» AIM OF THE TASK: So long as no pictures are carried over, output the records below exactly.
"""
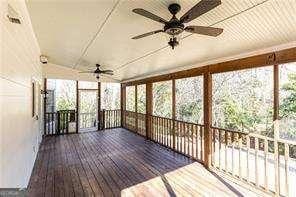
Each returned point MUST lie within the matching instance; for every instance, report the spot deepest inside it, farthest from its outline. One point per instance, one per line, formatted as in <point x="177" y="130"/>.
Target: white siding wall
<point x="20" y="134"/>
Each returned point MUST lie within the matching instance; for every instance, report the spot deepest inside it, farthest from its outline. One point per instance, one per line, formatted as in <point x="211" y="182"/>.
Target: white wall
<point x="20" y="133"/>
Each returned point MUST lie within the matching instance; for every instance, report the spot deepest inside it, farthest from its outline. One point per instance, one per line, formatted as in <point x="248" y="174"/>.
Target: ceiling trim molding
<point x="282" y="54"/>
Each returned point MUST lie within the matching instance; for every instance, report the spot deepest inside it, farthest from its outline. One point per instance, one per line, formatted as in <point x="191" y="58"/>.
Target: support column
<point x="123" y="104"/>
<point x="207" y="119"/>
<point x="136" y="108"/>
<point x="149" y="109"/>
<point x="174" y="111"/>
<point x="276" y="124"/>
<point x="77" y="107"/>
<point x="44" y="105"/>
<point x="99" y="106"/>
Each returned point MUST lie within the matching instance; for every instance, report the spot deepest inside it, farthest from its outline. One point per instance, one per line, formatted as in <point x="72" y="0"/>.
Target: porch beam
<point x="122" y="104"/>
<point x="77" y="106"/>
<point x="136" y="108"/>
<point x="276" y="125"/>
<point x="207" y="97"/>
<point x="149" y="110"/>
<point x="99" y="105"/>
<point x="44" y="105"/>
<point x="174" y="110"/>
<point x="276" y="57"/>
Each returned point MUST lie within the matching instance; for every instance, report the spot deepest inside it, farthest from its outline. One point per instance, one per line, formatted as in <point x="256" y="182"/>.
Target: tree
<point x="288" y="108"/>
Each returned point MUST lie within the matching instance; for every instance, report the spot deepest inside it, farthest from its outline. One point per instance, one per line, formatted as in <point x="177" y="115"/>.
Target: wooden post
<point x="99" y="106"/>
<point x="123" y="104"/>
<point x="136" y="108"/>
<point x="77" y="106"/>
<point x="149" y="109"/>
<point x="207" y="118"/>
<point x="174" y="111"/>
<point x="276" y="124"/>
<point x="44" y="105"/>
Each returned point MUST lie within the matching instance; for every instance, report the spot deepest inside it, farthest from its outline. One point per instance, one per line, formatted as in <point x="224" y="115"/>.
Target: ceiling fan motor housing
<point x="174" y="8"/>
<point x="174" y="26"/>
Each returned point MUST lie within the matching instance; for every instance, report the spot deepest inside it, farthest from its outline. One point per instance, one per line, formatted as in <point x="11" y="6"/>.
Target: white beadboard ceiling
"""
» ANSWER TO THIS PROBLEM:
Each returned point MUST lie within the matching instance; for every instance, report the spot deepest inside it, farthest from its outline. One point per instance, one per line, formatted as in <point x="177" y="130"/>.
Target: white siding wall
<point x="20" y="134"/>
Each returned point MUST lie within the matching instance; for every instance, report the spot deepest inside it, farthest from its outline. One point per instance, one per line, formatted as in <point x="211" y="182"/>.
Target: white wall
<point x="20" y="133"/>
Each returned point MUST lie within the matching instance; for every instance, report the spot deepest inside it, farthest from its outline. One point per instance, one per line, formatted as in <point x="248" y="174"/>.
Target: ceiling trim molding
<point x="282" y="54"/>
Each returned point MUST lie within the matching instance; for every instance, report the spot deepest inside it, farthest from its outline. One point per instance, one per line, formatted as in <point x="191" y="58"/>.
Target: support column
<point x="123" y="104"/>
<point x="207" y="119"/>
<point x="136" y="108"/>
<point x="149" y="109"/>
<point x="174" y="111"/>
<point x="276" y="124"/>
<point x="77" y="107"/>
<point x="44" y="105"/>
<point x="99" y="106"/>
Each returned point MUST lie within the matching instance; for every instance, report the spot deepest inside it, farthest from its outline. One point per instance, one per line, formatted as in <point x="72" y="0"/>.
Target: porch beam
<point x="122" y="104"/>
<point x="77" y="106"/>
<point x="136" y="108"/>
<point x="276" y="125"/>
<point x="207" y="97"/>
<point x="149" y="110"/>
<point x="99" y="105"/>
<point x="44" y="105"/>
<point x="174" y="110"/>
<point x="276" y="57"/>
Each returned point MUST lie within the matching instance; for every instance, report the spot deepest inside it, farthest from its outline. One point per instance, one per line, formatted as in <point x="256" y="182"/>.
Target: tree
<point x="288" y="108"/>
Each returned point MUST lie within the matching instance; for every instance, report the spot deepest inside it, farthest from its outline. One point per instance, one per line, formatted as in <point x="177" y="115"/>.
Target: wooden post
<point x="99" y="106"/>
<point x="123" y="104"/>
<point x="136" y="108"/>
<point x="77" y="106"/>
<point x="149" y="109"/>
<point x="207" y="118"/>
<point x="174" y="111"/>
<point x="276" y="124"/>
<point x="44" y="105"/>
Each returned point MUST lie within the matching instance; for every instance, report the spot deepest inside it, farthest from its outline. One point per instance, one per line, formatted as in <point x="224" y="115"/>.
Target: ceiling fan motor housing
<point x="174" y="8"/>
<point x="174" y="26"/>
Each returned point MUST lie within the matching instance; for every instance, report the spot deepest inside it, farthest from its outline. One point per instance, one per line, formatted as in <point x="11" y="6"/>.
Target: white beadboard ceiling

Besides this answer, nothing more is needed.